Texto selecionado:
>>>
Há antídoto para a máquina de desinformação e ódio da ultradireita?

Crescimento de apoio a Bolsonaro nas redes não é orgânico e conta com estrutura pesada de investimento fortemente inspirada na experiência de Trump, no Estados Unidos. Por outro lado, esquerda tem compromisso com disseminação de informações verdadeiras no combate às fake news

“É com o veneno da cobra que se faz o antídoto, mas não é bebendo mais veneno que se cura da picada. A desinformação não é a nossa linguagem”, argumenta Diego Dorgam, professor da Universidade de Brasília (UnB) sobre os rumos das ações de rede para setores de oposição ao bolsonarismo.

Dorgam foi responsável por coordenar importantes processos de transformação digital no setor público, nos ministérios da Justiça, Cultura e Comunicações entre 2011 e 2016, como a governança de Tecnologia da Informação, a automação de infraestrutura e a abertura dos códigos-fontes de diversos softwares.

O professor da UnB participou da quinta edição do Curso Nacional de Comunicação do Centro de Estudos Barão de Itararé junto a outros pesquisadores do tema, que analisaram dados sobre o avanço do debate político nas redes sociais no último período.
<<<
Pedido escrito A: Quais são os ministérios em que, segundo o texto sobre desinformação, Dorgam coordenou processos de transformação digital?
O texto e as entradas têm origens distintas.

Dados de entrada:
>>>
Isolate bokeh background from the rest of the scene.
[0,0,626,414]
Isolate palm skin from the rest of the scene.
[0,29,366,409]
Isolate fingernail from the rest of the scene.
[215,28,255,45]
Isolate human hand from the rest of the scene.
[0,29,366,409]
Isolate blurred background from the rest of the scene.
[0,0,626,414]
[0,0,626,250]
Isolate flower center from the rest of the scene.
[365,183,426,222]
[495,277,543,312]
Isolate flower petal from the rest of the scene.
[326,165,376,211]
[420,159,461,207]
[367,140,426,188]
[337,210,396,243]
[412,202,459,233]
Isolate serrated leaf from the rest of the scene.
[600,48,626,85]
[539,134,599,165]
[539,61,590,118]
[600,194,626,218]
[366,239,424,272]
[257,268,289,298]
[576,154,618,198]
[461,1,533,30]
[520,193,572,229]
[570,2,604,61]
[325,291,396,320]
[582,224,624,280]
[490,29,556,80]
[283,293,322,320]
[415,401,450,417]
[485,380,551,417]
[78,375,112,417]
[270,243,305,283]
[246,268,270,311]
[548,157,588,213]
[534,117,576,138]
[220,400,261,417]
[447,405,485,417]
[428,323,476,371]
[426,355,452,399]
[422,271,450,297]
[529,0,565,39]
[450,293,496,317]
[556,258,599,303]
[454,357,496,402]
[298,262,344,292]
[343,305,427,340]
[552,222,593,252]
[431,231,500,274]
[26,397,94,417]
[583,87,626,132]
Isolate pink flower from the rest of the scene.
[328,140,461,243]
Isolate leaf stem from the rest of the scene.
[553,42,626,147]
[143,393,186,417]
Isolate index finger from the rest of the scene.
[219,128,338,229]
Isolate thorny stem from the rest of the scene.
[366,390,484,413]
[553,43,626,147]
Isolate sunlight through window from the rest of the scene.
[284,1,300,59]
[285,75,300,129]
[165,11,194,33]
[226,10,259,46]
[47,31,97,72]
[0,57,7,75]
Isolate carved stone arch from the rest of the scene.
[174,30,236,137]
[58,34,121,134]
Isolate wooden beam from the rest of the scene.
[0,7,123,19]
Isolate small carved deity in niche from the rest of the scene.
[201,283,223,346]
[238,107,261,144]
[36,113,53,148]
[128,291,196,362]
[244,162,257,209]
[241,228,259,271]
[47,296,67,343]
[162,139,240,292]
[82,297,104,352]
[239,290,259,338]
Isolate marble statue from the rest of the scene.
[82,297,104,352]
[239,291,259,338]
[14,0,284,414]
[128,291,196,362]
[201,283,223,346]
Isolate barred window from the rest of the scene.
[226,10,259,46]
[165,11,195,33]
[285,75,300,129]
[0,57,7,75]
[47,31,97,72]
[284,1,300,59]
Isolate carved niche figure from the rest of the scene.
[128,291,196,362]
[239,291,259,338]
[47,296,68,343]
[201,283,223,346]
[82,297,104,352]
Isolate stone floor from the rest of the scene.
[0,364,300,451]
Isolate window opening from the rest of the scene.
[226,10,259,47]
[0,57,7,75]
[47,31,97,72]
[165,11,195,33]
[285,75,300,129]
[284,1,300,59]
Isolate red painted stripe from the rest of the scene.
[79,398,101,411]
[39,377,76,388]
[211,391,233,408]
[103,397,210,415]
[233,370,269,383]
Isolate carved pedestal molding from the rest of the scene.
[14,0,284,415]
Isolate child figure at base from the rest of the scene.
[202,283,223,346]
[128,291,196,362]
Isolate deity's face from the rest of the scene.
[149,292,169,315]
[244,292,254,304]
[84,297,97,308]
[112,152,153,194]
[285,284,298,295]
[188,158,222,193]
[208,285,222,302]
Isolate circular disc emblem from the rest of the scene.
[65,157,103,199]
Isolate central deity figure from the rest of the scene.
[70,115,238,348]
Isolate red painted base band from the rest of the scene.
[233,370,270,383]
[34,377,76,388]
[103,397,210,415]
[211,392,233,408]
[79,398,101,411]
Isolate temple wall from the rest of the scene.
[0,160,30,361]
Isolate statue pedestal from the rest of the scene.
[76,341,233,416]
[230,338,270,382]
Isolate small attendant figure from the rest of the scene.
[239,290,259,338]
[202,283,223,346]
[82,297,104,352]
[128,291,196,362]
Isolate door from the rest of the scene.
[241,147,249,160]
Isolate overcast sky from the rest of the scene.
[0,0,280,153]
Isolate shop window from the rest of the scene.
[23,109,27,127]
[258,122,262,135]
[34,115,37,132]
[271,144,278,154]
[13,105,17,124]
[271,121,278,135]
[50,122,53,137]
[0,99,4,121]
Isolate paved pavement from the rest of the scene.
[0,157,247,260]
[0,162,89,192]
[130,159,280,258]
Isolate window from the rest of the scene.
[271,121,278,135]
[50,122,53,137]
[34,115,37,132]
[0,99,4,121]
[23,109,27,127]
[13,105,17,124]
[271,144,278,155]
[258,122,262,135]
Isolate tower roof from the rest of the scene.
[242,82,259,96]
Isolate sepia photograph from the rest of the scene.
<<<
Pedido escrito B: Desloque em -67 cada coordenada das respostas nas entradas, do início delas até a linha que contém "[0,0,626,250]", com ambas as pontas incluídas. Reescreva somente essas linhas, mantendo os pedidos.

Solução A: Ministério da Justiça, Ministério da Cultura e Ministério das Comunicações.

Solução B:
Isolate bokeh background from the rest of the scene.
[-67,-67,559,347]
Isolate palm skin from the rest of the scene.
[-67,-38,299,342]
Isolate fingernail from the rest of the scene.
[148,-39,188,-22]
Isolate human hand from the rest of the scene.
[-67,-38,299,342]
Isolate blurred background from the rest of the scene.
[-67,-67,559,347]
[-67,-67,559,183]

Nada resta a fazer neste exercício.